21 June 2020

How-to organize CloudFormation stacks to minimize blast radius

TL;DR

When you organize your CloudFormation stacks you should try to separate your static/persistent resources from your dynamic/ephemeral resources.
Chop up your static stacks into multiple smaller ones to furthermore limit blast radius. Approach this with common sense, it’s not your goal to end up with hundred CloudFormation stacks for a small project.
Try to couple your stacks as loosely as possible. Personally I prefer JSON parameters files stored in Git to achieve this.

Infrastructure as Code (IaC)

This article is not about convincing you to adopt Infrastructure as Code. I assume you’re already at the level where IaC is a non-negotiable. If not, I strongly advise to read about The Twelve Factors App (especially factor one: One Codebase) and to make yourself familiar with GitOps.

How-to organize CloudFormation stacks

As you arrived on this blog post I assume you’re already using AWS CloudFormation or at least there’s an intent to. Being quite experienced in writing CloudFormation, I want to share some of my learnings regarding the organization of CloudFormation stacks.

To kick in an open door: this article is not about syntax. I consider syntax the easy part. The subject I want to focus on in this article is on how-to organize your CloudFormation stacks. Actually, AWS has already done quite a good job writing: AWS CloudFormation Best Practices. It’s a nice article but IMHO it’s missing some emphasis and depth regarding the foremost important paragraph: Organize Your Stacks By Lifecycle and Ownership.

From the paragraph Organize Your Stacks By Lifecycle and Ownership I would like to highlight the following lines:

For additional guidance about organizing your stacks, you can use two common frameworks: a multi-layered architecture and service-oriented architecture (SOA).

A layered architecture organizes stacks into multiple horizontal layers that build on top of one another, where each layer has a dependency on the layer directly below it. You can have one or more stacks in each layer, but within each layer, your stacks should have AWS resources with similar lifecycles and ownership.

With a service-oriented architecture, you can organize big business problems into manageable parts. Each of these parts is a service that has a clearly defined purpose and represents a self-contained unit of functionality. You can map these services to a stack, where each stack has its own lifecycle and owners. All of these services (stacks) can be wired together so that they can interact with one another.

Let’s take a closer look as this description is quite abstract. In the article, AWS mentions two common patterns you could apply: a layered architecture and a service oriented architecture. I would already like to explicitly add that you can apply both a layered architecture and service-oriented architecture at the same time.

───

# Things to do
[1] From the CloudFormation post, copy out word for word the passage starting at "21 June 2020" and ending at "familiar with GitOps.".
[2] Condense the paragraph of the CloudFormation post that begins "To kick in an open door" into a short bulleted list that keeps its main points.

───

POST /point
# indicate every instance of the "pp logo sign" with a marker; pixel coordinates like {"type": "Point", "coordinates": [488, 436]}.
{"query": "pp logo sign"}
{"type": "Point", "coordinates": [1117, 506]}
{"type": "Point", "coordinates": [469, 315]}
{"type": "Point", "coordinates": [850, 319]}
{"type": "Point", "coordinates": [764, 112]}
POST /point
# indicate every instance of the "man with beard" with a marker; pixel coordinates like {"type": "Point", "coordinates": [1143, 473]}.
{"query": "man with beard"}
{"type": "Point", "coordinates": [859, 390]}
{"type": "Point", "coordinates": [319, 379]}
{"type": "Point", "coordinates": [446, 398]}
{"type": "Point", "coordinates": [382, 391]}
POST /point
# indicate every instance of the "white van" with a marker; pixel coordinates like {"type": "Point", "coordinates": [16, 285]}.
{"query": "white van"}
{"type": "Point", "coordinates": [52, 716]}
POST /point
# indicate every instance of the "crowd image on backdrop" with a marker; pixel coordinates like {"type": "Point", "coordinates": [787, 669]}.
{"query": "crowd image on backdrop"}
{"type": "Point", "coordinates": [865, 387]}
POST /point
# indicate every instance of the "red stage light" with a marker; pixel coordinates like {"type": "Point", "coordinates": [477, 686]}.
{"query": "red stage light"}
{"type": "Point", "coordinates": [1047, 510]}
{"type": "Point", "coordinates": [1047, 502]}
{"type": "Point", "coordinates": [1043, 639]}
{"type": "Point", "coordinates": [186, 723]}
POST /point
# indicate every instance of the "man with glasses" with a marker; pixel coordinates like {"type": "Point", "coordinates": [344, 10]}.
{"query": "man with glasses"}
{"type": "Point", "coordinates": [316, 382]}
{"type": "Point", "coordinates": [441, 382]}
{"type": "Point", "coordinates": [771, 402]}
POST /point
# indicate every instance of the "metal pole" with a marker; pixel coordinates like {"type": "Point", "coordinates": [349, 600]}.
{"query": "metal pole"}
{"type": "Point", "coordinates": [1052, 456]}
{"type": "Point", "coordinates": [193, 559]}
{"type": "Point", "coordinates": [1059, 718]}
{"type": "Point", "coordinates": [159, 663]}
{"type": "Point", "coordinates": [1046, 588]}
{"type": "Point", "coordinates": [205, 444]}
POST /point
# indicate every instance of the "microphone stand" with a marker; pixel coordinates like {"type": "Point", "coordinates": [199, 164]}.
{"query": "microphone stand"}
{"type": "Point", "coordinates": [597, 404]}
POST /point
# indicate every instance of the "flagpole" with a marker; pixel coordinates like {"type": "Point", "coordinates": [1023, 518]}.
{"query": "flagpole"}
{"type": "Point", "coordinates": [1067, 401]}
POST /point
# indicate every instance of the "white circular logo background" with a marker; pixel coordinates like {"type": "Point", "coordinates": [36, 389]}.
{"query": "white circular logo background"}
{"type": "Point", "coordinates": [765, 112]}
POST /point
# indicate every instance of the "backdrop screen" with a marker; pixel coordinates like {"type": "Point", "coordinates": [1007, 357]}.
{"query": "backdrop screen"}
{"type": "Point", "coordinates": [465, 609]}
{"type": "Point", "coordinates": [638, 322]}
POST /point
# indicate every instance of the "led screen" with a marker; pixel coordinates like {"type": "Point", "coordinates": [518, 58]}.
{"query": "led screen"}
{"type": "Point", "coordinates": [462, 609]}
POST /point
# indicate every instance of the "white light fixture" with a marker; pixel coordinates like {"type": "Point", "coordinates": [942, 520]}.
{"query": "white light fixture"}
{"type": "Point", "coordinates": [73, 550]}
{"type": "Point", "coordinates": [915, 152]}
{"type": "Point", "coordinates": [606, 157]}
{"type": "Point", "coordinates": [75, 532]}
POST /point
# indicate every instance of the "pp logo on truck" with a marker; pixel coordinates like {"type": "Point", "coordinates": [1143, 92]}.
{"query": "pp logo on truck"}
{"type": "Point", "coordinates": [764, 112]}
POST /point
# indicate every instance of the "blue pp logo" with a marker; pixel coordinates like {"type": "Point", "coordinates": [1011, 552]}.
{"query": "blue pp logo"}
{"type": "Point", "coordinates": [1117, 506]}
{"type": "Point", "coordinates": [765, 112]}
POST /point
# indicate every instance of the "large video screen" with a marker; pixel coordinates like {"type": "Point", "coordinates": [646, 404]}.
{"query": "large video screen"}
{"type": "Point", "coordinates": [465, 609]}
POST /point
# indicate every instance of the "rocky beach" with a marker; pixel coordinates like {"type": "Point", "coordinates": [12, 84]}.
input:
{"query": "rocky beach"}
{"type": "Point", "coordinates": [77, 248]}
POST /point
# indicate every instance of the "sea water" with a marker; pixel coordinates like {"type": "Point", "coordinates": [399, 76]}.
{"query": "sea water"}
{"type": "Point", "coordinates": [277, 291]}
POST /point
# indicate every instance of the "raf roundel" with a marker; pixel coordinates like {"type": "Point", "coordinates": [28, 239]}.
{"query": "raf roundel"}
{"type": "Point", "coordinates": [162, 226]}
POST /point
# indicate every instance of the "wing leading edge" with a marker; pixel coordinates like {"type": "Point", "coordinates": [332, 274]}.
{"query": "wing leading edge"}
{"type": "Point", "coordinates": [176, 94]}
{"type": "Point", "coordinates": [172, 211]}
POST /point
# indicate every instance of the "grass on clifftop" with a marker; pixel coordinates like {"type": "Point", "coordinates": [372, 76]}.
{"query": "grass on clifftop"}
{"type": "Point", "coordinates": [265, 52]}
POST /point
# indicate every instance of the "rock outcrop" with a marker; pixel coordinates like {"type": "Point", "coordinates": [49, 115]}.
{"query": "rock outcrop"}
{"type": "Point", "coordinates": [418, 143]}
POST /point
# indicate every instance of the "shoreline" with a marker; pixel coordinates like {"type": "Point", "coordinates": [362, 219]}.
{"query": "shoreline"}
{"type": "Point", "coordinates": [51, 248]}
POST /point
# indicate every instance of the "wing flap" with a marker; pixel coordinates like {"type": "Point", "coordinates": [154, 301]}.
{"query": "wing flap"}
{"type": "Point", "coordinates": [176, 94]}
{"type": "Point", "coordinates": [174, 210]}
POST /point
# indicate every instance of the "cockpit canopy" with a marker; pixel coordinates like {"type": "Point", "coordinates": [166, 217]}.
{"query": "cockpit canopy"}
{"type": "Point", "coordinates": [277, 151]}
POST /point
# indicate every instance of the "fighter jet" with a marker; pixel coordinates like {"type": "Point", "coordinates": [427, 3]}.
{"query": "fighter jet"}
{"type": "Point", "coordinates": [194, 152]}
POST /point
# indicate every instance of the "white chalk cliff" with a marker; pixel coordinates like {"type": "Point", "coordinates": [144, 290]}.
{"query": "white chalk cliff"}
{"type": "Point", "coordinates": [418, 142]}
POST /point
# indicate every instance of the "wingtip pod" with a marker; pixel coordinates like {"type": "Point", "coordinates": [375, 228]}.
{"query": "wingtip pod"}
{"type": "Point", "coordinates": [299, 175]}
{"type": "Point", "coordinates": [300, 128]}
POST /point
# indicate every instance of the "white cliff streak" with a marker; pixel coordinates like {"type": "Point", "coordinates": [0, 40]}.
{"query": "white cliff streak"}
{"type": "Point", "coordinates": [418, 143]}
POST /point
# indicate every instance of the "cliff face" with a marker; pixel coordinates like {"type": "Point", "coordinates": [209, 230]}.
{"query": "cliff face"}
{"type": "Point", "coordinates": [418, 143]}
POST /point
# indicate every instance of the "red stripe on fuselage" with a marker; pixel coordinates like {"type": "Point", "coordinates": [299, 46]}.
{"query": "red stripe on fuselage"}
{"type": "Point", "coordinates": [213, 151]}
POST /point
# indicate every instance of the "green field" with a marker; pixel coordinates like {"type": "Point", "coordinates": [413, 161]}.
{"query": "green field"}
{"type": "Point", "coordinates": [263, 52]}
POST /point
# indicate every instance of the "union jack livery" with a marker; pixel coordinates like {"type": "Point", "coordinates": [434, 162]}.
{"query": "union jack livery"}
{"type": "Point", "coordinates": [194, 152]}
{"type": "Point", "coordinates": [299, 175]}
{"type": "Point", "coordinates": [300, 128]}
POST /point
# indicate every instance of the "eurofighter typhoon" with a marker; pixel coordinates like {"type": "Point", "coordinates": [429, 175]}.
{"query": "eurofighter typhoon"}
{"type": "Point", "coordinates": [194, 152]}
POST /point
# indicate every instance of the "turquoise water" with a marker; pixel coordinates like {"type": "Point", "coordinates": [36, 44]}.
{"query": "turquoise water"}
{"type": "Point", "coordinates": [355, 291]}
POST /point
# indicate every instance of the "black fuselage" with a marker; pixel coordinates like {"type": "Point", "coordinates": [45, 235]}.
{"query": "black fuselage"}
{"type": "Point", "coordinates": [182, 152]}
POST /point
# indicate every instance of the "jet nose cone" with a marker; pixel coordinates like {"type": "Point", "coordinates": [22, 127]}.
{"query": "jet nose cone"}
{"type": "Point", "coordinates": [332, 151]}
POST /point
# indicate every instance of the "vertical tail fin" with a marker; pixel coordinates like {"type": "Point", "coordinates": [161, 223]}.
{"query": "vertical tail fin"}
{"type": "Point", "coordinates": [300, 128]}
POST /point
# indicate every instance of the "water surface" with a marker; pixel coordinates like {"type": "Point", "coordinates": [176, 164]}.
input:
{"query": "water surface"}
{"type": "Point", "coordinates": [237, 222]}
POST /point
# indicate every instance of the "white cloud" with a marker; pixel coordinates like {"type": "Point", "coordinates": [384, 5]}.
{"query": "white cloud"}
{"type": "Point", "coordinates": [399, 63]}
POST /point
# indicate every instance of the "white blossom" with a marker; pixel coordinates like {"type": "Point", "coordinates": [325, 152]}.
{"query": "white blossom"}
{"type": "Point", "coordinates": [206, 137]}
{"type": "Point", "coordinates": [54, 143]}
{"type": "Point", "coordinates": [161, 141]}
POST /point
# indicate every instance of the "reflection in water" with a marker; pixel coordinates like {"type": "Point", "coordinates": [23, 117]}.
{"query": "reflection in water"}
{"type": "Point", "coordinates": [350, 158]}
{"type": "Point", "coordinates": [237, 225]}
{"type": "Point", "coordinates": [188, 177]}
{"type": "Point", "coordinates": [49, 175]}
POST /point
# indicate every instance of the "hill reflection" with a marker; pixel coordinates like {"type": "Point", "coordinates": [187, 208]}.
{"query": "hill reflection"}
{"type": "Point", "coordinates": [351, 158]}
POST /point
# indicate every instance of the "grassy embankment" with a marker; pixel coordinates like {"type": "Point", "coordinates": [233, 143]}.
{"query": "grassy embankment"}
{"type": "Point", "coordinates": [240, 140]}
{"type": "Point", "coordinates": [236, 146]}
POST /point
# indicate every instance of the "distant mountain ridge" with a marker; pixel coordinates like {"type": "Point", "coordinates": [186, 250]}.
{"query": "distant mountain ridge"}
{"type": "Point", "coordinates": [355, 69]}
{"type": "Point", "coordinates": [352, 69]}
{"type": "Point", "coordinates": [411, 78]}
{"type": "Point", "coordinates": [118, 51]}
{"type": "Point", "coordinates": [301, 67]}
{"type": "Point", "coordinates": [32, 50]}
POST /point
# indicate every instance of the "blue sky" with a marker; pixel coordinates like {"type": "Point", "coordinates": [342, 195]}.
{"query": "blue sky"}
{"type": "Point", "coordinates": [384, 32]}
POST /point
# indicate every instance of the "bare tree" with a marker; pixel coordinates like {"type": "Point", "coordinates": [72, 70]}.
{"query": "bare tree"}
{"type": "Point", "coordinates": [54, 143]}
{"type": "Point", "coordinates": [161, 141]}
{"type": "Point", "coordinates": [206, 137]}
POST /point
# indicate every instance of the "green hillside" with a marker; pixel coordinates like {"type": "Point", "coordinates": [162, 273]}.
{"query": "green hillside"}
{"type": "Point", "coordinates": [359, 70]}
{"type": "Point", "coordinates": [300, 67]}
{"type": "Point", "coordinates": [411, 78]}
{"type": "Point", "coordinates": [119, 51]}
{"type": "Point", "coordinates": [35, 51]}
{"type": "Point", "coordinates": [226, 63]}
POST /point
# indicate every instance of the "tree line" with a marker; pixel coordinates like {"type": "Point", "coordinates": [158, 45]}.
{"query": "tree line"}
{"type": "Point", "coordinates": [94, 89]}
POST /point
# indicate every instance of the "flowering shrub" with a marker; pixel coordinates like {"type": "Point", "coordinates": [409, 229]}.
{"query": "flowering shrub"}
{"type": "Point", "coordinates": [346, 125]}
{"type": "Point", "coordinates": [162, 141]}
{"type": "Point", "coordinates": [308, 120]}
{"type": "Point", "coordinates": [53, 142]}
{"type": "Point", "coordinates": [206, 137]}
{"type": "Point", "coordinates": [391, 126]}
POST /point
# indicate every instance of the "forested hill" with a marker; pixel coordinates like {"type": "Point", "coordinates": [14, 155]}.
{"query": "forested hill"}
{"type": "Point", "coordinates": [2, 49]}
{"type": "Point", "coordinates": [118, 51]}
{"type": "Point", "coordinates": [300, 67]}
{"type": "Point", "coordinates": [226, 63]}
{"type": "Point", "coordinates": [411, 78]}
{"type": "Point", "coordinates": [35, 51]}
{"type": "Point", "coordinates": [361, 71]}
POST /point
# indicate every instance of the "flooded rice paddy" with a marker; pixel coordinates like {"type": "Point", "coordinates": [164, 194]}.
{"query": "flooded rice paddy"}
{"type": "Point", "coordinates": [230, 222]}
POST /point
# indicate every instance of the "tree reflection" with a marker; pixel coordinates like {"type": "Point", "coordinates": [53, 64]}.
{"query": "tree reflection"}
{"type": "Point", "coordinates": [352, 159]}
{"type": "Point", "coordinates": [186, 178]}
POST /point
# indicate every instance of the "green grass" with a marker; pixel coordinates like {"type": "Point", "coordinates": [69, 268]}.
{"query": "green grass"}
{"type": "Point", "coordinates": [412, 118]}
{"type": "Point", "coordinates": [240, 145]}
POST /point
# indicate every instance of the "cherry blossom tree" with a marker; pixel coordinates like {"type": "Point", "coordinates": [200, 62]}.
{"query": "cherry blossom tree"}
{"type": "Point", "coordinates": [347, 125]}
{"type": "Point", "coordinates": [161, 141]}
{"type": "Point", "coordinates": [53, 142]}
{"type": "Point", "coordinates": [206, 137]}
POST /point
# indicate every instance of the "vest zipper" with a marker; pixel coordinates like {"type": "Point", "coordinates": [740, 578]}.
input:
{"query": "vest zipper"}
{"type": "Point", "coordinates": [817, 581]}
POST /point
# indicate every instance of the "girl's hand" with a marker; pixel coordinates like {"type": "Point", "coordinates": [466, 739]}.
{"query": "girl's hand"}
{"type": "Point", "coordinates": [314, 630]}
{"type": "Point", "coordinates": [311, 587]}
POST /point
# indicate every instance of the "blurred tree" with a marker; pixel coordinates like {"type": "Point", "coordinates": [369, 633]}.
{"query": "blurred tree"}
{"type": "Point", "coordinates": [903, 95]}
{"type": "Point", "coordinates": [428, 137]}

───

# Solutions to the problems
[1]
21 June 2020

How-to organize CloudFormation stacks to minimize blast radius

TL;DR

When you organize your CloudFormation stacks you should try to separate your static/persistent resources from your dynamic/ephemeral resources.
Chop up your static stacks into multiple smaller ones to furthermore limit blast radius. Approach this with common sense, it’s not your goal to end up with hundred CloudFormation stacks for a small project.
Try to couple your stacks as loosely as possible. Personally I prefer JSON parameters files stored in Git to achieve this.

Infrastructure as Code (IaC)

This article is not about convincing you to adopt Infrastructure as Code. I assume you’re already at the level where IaC is a non-negotiable. If not, I strongly advise to read about The Twelve Factors App (especially factor one: One Codebase) and to make yourself familiar with GitOps.

[2]
- The post is not about syntax, which the writer considers the easy part.
- Its focus is how to organize CloudFormation stacks.
- AWS has already done a good job on this in AWS CloudFormation Best Practices.
- In the writer's view, that AWS article lacks emphasis and depth on its most important paragraph, Organize Your Stacks By Lifecycle and Ownership.